Given passage ->
The New York State Museum (NYSM) is the repository for over 1,300,000 specimens of freshwater and marine fish. The NYSM fish collection is housed at the Biological Survey Laboratory at the Rensselaer Technology Park. Specimens in the collection are from nearly 17,000 different collecting localities, and the collection houses fish specimens from about 20 countries and all seven continents.
The NYSM fish collection is an active regional depository that has increased in number of lots by approximately 30% in the last 10 years, and continues to grow by accepting orphaned collections and voucher specimens from studies conducted by researchers in the Northeast. Although the focus of the collection is regional, specimens continue to be added to the collection from all parts of the world.
An important aspect of the collection is that it documents the historic distribution of fishes in the Northeast, and primarily New York, because it includes lots from synoptic surveys conducted in the 1890s, 1920-30s, 1950s, and from the 1970s to the present. The collection also holds extensive field notes associated with each of these surveys.

Extracted material ->
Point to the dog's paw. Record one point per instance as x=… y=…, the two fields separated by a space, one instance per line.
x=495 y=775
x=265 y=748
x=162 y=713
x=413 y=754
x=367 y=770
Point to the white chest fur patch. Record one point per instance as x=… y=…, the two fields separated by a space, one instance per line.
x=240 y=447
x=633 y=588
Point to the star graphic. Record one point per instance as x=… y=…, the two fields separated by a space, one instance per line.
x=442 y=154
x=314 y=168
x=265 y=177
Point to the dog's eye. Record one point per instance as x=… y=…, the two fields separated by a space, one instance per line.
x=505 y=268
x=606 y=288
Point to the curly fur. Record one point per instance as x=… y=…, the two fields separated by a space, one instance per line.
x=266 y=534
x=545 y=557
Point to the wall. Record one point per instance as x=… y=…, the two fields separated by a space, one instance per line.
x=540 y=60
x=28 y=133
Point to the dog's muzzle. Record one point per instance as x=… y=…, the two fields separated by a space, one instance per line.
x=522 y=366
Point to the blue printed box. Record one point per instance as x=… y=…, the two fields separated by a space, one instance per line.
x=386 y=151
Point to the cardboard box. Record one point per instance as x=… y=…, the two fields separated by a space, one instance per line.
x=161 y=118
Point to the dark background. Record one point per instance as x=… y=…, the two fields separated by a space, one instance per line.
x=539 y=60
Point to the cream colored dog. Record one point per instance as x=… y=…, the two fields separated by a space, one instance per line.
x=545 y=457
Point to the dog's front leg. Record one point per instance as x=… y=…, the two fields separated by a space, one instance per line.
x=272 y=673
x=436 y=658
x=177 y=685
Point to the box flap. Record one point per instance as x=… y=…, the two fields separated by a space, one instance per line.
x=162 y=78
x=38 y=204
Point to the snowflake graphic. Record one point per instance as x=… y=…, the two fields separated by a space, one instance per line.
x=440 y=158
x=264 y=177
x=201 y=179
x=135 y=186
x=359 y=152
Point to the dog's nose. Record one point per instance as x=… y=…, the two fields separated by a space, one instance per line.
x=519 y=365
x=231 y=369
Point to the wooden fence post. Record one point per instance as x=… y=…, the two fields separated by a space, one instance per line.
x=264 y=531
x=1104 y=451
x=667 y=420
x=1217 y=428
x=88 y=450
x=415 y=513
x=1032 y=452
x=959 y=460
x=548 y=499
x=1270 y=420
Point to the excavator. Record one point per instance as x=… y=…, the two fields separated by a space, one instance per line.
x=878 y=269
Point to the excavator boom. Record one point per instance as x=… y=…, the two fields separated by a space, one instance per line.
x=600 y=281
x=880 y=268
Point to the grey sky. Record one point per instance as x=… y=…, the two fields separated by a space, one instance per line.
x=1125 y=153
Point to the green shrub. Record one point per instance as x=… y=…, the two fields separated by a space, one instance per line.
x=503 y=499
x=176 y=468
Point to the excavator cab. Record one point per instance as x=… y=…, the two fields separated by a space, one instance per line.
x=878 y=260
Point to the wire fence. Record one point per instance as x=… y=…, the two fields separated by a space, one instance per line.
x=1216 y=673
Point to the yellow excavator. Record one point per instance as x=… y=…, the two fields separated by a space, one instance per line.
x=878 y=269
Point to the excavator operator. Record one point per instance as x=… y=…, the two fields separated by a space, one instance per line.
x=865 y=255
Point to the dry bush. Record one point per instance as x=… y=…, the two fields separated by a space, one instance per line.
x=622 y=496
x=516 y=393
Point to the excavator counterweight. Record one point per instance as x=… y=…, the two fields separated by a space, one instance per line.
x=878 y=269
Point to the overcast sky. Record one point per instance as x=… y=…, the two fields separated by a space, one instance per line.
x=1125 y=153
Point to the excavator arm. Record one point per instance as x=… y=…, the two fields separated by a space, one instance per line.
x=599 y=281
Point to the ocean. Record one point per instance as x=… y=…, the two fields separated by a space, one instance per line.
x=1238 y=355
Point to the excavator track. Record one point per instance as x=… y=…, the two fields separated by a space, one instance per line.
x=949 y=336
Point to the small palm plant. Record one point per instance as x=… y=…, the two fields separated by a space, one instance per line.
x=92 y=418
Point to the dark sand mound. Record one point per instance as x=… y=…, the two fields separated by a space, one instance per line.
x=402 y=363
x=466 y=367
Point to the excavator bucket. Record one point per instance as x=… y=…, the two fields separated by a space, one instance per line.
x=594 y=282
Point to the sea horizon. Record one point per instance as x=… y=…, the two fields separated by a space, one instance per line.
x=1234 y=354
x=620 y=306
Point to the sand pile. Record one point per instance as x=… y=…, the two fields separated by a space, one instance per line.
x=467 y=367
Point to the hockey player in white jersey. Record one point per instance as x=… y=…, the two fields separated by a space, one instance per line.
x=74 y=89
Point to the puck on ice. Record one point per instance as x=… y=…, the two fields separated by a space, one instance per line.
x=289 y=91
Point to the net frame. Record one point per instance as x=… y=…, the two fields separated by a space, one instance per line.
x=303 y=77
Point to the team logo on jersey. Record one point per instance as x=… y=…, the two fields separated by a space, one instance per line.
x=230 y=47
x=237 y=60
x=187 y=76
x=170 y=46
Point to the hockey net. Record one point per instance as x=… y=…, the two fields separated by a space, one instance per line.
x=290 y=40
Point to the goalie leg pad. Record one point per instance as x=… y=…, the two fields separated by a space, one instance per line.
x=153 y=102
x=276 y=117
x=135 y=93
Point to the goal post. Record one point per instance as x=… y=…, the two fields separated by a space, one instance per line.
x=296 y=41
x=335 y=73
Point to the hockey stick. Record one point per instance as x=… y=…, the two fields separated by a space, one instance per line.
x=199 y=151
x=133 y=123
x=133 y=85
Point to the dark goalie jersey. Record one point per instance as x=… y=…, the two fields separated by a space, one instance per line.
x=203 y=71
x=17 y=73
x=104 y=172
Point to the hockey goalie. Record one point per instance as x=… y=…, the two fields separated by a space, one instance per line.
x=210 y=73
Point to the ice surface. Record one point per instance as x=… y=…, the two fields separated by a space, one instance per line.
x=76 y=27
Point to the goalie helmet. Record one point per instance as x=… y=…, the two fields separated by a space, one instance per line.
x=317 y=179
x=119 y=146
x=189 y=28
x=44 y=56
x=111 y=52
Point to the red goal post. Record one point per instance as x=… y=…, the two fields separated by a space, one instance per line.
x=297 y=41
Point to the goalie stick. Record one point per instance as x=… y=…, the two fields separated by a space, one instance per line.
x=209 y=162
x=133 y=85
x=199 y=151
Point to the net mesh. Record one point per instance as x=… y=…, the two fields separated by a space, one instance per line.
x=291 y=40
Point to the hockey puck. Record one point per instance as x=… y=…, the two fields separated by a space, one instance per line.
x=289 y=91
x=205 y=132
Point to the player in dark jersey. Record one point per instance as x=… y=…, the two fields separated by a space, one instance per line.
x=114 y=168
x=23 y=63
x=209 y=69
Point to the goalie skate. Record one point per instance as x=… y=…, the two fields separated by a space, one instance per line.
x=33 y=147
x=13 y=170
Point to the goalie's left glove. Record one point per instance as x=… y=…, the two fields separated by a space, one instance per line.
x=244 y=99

Instructions to follow -> Continue the passage about the New York State Museum fish collection from the point where it stops.

Answer to this exercise ->
The oldest fish in the collection, a specimen of Amblyopsis spelaea collected in 1843, is one of nearly 300 lots that survive from the nineteenth century. Fish specimens from a survey of Long Island conducted by T. H. Bean in the 1890s and specimens associated with Bean's 1902 publication on New York fishes remain in the collection. In the collection are fishes from a second, smaller Long Island survey conducted by G.G. Scott in the early 1900s. Many specimens from the New York State watershed surveys of 1926-39 are also housed in the collection, as well as larval fish studied by M. P. Fish in the 1920s. This is a particularly important component of the collection because it is the result of the only statewide fish survey conducted in the state.